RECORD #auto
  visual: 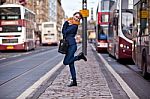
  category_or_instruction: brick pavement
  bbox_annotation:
[39,46,113,99]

> [PROBLEM DESCRIPTION]: Repeat the records with "brick pavement" renamed to "stone walkway" and everything else unchanged, leaving the pictures out.

> [REPLY]:
RECORD #auto
  visual: 
  category_or_instruction: stone walkway
  bbox_annotation:
[39,46,113,99]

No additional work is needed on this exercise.